ITEMS —
* start *
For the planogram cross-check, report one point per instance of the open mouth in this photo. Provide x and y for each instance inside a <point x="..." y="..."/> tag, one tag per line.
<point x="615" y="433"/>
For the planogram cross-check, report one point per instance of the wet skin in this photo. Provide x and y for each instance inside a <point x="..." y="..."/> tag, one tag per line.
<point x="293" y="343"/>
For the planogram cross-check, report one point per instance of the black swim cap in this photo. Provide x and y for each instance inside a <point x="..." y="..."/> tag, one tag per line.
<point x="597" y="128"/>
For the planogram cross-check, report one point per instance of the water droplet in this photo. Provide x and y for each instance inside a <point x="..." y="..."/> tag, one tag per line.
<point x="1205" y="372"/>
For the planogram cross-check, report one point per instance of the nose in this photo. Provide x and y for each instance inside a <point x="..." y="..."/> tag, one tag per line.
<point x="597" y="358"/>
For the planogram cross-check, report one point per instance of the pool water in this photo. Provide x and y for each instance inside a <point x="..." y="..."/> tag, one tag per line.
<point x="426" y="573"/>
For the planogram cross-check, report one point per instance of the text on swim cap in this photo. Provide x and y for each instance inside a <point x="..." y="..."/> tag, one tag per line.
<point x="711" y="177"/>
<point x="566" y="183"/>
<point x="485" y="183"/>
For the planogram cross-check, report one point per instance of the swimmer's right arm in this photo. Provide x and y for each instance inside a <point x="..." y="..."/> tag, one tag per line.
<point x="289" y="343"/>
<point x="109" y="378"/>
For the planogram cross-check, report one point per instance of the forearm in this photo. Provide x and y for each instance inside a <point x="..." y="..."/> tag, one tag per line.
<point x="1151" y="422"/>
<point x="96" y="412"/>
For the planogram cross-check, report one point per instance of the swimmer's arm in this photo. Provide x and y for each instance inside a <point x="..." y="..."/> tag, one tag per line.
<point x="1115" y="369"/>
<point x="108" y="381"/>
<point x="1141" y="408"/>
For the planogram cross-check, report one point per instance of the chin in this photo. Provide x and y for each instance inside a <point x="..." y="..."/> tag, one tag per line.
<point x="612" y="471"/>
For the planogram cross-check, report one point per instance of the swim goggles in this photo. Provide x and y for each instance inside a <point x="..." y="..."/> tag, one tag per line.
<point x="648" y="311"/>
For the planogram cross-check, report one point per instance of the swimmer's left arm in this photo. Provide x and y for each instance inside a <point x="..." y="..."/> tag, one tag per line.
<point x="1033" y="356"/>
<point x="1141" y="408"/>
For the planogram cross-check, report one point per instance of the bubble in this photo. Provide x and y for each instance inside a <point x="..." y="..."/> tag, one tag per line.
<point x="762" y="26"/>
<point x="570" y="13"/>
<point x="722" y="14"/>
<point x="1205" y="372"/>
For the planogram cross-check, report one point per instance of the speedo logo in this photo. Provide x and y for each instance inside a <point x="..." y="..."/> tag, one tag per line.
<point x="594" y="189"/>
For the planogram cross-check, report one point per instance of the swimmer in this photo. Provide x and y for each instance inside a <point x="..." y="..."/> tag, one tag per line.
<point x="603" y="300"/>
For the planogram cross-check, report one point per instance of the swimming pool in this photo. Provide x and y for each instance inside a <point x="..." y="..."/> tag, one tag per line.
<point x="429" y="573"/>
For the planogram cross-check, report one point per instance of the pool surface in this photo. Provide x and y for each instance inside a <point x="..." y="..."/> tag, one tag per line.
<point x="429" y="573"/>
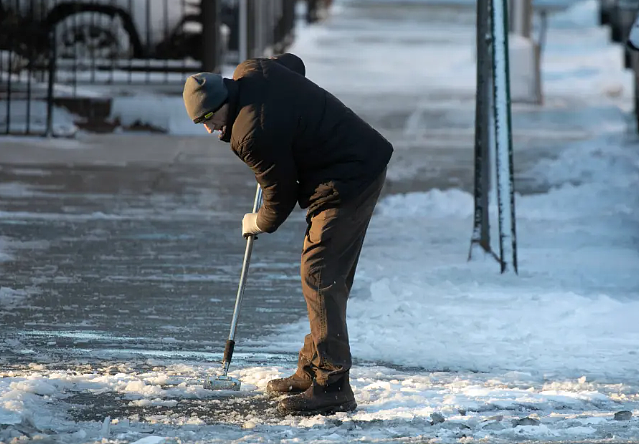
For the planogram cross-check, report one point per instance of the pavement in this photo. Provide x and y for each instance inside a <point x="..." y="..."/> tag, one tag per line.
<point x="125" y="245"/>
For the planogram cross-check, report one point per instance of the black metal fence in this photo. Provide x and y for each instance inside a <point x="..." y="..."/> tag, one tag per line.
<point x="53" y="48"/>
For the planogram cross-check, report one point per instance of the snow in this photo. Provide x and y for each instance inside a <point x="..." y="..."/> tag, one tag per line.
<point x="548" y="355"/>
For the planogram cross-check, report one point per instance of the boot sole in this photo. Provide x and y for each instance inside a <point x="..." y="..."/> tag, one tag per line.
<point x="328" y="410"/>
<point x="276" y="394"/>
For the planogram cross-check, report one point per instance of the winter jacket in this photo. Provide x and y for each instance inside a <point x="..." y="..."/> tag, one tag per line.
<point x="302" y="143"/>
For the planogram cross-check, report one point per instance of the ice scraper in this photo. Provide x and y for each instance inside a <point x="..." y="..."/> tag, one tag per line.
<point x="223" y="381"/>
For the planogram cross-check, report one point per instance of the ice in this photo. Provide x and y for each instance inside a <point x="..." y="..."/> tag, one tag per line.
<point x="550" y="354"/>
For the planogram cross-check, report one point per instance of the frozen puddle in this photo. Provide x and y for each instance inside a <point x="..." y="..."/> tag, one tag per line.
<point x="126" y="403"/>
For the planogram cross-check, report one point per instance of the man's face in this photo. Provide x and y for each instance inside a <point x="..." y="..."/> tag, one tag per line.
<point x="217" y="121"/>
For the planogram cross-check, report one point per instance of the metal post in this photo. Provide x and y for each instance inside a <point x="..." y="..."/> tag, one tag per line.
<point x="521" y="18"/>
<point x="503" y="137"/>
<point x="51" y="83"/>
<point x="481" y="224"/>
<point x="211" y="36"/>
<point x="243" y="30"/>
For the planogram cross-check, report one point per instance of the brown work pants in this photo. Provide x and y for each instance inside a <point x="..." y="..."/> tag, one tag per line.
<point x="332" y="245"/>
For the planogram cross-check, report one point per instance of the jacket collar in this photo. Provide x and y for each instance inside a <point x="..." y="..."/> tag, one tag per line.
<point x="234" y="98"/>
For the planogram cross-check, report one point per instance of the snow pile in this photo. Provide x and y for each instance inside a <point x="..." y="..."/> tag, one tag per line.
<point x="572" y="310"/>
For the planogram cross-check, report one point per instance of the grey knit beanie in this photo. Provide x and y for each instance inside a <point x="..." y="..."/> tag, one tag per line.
* end *
* start *
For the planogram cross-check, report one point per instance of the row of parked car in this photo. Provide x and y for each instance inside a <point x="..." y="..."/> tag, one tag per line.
* end *
EXERCISE TASK — Lay out the data as a numbered list with blank lines omitted. Begin at the line that has "of the jacket" and stop after the line that has "of the grey".

EXERCISE ANSWER —
1. For the planogram cross-check, report one point per instance of the jacket collar in this photo. Provide x and y for each instance inside a <point x="..." y="..."/> tag, one tag per line.
2. <point x="234" y="98"/>
3. For the planogram cross-check, report one point per instance of the snow pile in this photo. Provide x and y for each instance inside a <point x="..." y="..."/> tag, one tag per line.
4. <point x="572" y="310"/>
5. For the planogram cross-check, report one point per instance of the grey knit beanie in this photo. Provide x and y for each instance inside a <point x="..." y="..."/> tag, one tag per line.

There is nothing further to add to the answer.